** begin **
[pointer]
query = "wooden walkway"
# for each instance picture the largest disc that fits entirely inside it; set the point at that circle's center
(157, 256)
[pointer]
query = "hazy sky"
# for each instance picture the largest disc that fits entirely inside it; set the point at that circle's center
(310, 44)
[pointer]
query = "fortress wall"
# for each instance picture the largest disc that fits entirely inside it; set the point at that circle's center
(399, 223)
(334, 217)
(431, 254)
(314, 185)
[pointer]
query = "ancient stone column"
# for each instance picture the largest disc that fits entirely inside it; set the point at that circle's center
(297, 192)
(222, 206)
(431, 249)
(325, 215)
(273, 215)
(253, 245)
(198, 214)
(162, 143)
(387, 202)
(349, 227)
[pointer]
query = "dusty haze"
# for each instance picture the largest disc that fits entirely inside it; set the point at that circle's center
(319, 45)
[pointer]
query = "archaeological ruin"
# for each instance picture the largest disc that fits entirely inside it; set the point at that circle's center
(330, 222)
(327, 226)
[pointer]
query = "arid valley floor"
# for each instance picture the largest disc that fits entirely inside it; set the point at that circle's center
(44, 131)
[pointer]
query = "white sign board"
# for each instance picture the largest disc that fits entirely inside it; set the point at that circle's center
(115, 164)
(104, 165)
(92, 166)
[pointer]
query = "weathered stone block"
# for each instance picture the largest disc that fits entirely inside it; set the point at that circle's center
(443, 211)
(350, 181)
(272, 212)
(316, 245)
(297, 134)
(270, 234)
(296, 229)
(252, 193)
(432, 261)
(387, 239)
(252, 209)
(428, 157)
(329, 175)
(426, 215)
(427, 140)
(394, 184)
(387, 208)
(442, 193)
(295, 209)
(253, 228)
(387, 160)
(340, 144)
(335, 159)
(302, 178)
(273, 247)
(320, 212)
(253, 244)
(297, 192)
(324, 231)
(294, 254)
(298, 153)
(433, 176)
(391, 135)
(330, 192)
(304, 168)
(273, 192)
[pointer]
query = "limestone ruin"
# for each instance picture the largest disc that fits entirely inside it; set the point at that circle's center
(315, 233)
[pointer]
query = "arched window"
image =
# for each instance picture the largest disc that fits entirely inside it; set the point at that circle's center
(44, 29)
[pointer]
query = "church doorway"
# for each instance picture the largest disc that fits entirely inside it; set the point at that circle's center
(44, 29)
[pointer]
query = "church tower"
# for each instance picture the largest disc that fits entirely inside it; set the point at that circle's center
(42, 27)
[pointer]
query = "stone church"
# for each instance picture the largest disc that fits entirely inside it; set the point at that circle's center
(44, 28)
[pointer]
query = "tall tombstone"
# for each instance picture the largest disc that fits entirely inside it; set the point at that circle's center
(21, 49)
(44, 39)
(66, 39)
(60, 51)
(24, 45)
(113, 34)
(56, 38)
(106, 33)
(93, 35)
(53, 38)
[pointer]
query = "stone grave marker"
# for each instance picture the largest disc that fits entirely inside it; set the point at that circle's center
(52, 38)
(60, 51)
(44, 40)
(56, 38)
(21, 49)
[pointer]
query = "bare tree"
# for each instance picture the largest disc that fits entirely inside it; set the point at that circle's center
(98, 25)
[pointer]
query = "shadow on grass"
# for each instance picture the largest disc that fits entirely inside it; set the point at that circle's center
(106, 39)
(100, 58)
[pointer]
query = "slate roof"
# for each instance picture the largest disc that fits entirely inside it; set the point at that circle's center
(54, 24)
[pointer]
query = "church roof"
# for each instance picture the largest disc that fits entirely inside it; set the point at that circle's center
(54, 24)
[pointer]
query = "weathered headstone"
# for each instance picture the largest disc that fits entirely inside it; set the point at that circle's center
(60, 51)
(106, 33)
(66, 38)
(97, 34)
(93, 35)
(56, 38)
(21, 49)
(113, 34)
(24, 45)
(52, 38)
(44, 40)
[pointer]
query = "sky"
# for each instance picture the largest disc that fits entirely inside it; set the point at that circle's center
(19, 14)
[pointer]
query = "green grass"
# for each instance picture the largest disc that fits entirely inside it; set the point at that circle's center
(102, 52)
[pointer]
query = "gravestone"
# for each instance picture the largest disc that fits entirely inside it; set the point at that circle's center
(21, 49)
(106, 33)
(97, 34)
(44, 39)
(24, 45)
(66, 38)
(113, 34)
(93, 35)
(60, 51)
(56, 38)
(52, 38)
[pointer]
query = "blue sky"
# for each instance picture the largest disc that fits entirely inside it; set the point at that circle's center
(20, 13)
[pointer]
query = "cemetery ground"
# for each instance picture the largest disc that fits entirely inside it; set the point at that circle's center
** end **
Problem to solve
Please output the entries above, every line exactly as it reads.

The reply
[pointer]
query = "wooden walkway"
# for each instance picture the largest disc that fits entirely inside it; set the point at that circle's center
(157, 256)
[pointer]
query = "hazy sky"
# for each instance picture the largest disc that fits entirely inside it; set the point at that circle's center
(310, 44)
[pointer]
query = "fortress wall"
# for each instance picture the largest disc that fits entirely inside it; set the point at that circle's center
(399, 223)
(334, 217)
(431, 254)
(314, 185)
[pointer]
query = "ancient stone column"
# for each instance picture the largest disc that fits entirely inside it; set the point at that circle's center
(297, 192)
(222, 206)
(431, 249)
(325, 215)
(273, 215)
(253, 245)
(198, 214)
(162, 143)
(387, 202)
(349, 227)
[pointer]
query = "dusty haze"
# for each instance picture the largest disc that fits entirely inside it; set the point at that circle's center
(319, 45)
[pointer]
query = "archaeological ruin"
# for each instance picture the largest disc that fits entirely inside it; set the point at that circle's center
(330, 222)
(327, 226)
[pointer]
query = "arid valley floor"
# for each instance picture the largest disc that fits entirely inside it; set the point at that circle's center
(44, 131)
[pointer]
query = "white sign board"
# for each instance picture the largest disc that fits entirely inside it; set the point at that circle's center
(115, 164)
(104, 165)
(92, 166)
[pointer]
query = "weathered stone block"
# for each instance picture the largest disc that fits entirely inside it; set the point at that circle's center
(443, 211)
(350, 181)
(272, 212)
(316, 245)
(297, 134)
(270, 234)
(296, 229)
(252, 193)
(432, 261)
(387, 239)
(252, 209)
(428, 157)
(329, 175)
(426, 215)
(427, 140)
(394, 184)
(387, 208)
(442, 193)
(295, 209)
(253, 228)
(387, 160)
(340, 144)
(335, 159)
(302, 178)
(273, 247)
(320, 212)
(253, 244)
(297, 192)
(324, 231)
(294, 254)
(298, 153)
(433, 176)
(391, 135)
(330, 192)
(304, 168)
(273, 192)
[pointer]
query = "limestone ruin"
# for each instance picture the largest disc that fits entirely inside it; set the point at that circle's center
(315, 233)
[pointer]
query = "arched window"
image =
# for each instance picture the largest disc that fits entirely inside it; set the point at that circle's center
(44, 29)
[pointer]
query = "church doorway"
# for each instance picture the largest disc that fits entirely inside it; set the point at that circle's center
(44, 29)
[pointer]
query = "church tower"
# for each instance picture the largest disc that fits entirely inside it; set the point at that circle's center
(42, 27)
[pointer]
query = "stone church"
# for each instance picture the largest disc that fits entirely inside it; set the point at that circle's center
(44, 28)
[pointer]
query = "tall tombstone"
# for each instance picture the largest disc that fits entirely inside it; set the point at that circle's center
(21, 49)
(44, 39)
(66, 39)
(60, 51)
(24, 45)
(113, 34)
(56, 38)
(106, 33)
(93, 35)
(53, 38)
[pointer]
query = "stone grave marker"
# for each instance picture the largest disc that fits entirely inside it; set the point at that circle's center
(52, 38)
(60, 51)
(44, 40)
(56, 38)
(21, 49)
[pointer]
query = "bare tree"
# for each instance picture the largest disc that fits entirely inside it; set the point at that circle's center
(98, 25)
[pointer]
query = "shadow on grass"
# for each instance picture the largest disc that fits entirely inside it; set the point at that circle's center
(106, 39)
(100, 58)
[pointer]
query = "slate roof"
# for each instance picture the largest disc that fits entirely inside it; set the point at that circle's center
(54, 24)
[pointer]
query = "church roof"
# for each instance picture the largest disc that fits entirely inside it; set the point at that circle's center
(54, 24)
[pointer]
query = "weathered headstone"
# for each instance picture the largest disc that fits entirely inside it; set the point at that circle's center
(60, 51)
(106, 33)
(66, 38)
(97, 34)
(93, 35)
(56, 38)
(21, 49)
(113, 34)
(24, 45)
(52, 38)
(44, 40)
[pointer]
query = "sky"
# for each instance picture the largest disc that fits entirely inside it; set the point at that circle's center
(19, 14)
[pointer]
query = "green grass"
# for each instance picture the largest disc that fits entirely inside it; set the point at that circle's center
(102, 52)
[pointer]
query = "gravestone"
# for each instance picture the largest disc that fits entirely inside it; set the point at that circle's center
(21, 49)
(106, 33)
(97, 34)
(44, 39)
(24, 45)
(66, 38)
(113, 34)
(93, 35)
(60, 51)
(56, 38)
(52, 38)
[pointer]
query = "blue sky"
# for each instance picture the largest disc that fits entirely inside it; set the point at that circle's center
(20, 13)
[pointer]
query = "cemetery ground"
# for each instance picture the largest disc that fits entirely inside it; set the point at that circle's center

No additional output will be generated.